# [IL TUO COMPITO]
Secondo il testo sulle vacanze al mare, per quanti giorni all'anno si viveva aspettando l'arrivo delle vacanze?

Poteva essere un disastro,
Ma capii qual'era la funzione degli adolescenti al mare:
arrivare sulla spiaggia, guardarsi intorno e decidere rispettivamente:
a) chi rimorchiare;
b) da chi farsi rimorchiare (con buona pace del gender, nel 1980 i ruoli maschili e femminili erano così definiti. A noi femminucce l'onere di decidere chi era il fortunato al quale avremmo concesso l'onore di credere di averci scelte).
Le grandi amicizie della costa tirrenica lasciarono il posto ai devastanti amori di Ferragosto, ai baci rubati dietro le cabine, ai ti-amerò-per-sermpre il cui sempre durava quanto la coda sulla a14 al ritorno.
E adesso, dopo avervi tediato con la palettata di ricordi e memorie triti e ritriti tipici di noi vecchietti nati a cavallo del boom economico, abbiate la compiacenza di aiutarmi a chiarire i miei dubbi.
Quegli anni sono stati bellissimi, vivevamo dai 335 ai 350 giorni l'anno nell'attesa che arrivassero le vacanze al mare. Le sognavamo, le gustavamo, le vivevamo intesamente dal primo giorno all'ultimo.
Le abbiamo narrate ai nostri figli compiacendoci delle conquiste fatte e commuovendoci sui lacrimevoli addii con quelli che credevamo amori eterni.
Ci hanno ascoltato dicendoci "che bello!".
Ci hanno preso per il culo, vero?

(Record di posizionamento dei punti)
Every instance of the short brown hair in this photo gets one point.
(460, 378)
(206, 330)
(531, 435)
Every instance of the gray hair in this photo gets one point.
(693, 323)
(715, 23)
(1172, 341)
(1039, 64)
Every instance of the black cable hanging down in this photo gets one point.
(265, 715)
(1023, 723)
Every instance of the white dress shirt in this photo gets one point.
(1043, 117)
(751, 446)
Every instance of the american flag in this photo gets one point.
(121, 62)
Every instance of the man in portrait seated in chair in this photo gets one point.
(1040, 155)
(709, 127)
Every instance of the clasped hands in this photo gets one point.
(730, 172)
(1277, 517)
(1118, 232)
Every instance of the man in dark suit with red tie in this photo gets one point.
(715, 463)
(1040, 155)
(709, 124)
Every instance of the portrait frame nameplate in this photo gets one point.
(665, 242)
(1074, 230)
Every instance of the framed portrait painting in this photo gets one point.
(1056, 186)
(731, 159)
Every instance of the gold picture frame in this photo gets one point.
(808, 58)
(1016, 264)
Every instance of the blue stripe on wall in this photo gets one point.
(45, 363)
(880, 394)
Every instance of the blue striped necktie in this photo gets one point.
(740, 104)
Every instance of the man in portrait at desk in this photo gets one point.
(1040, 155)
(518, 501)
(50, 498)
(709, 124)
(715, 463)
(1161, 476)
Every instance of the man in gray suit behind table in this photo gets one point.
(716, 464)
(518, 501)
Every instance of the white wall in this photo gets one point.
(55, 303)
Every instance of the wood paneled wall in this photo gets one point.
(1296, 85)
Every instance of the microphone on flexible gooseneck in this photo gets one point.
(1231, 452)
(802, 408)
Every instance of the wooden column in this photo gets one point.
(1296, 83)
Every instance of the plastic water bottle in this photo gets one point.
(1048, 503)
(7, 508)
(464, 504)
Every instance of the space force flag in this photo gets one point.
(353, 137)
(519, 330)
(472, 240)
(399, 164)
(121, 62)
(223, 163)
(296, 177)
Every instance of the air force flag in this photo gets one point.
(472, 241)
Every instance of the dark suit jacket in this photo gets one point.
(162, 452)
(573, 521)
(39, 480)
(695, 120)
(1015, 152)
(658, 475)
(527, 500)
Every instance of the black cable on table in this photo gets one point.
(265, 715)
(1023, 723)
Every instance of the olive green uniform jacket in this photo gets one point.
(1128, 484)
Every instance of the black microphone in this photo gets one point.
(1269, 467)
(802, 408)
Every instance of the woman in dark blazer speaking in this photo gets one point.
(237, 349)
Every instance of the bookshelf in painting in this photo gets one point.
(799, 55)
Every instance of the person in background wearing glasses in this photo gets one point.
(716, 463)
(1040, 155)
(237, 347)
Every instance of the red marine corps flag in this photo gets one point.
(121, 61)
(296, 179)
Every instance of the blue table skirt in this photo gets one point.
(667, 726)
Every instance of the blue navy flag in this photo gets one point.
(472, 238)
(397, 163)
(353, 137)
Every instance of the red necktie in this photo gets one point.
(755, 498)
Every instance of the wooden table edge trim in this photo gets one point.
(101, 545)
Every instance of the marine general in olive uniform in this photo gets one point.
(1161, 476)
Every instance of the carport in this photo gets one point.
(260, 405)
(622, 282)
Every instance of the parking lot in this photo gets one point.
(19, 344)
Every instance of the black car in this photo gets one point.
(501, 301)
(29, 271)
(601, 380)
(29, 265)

# [RISPOSTA ATTESA]
Dai 335 ai 350 giorni all'anno.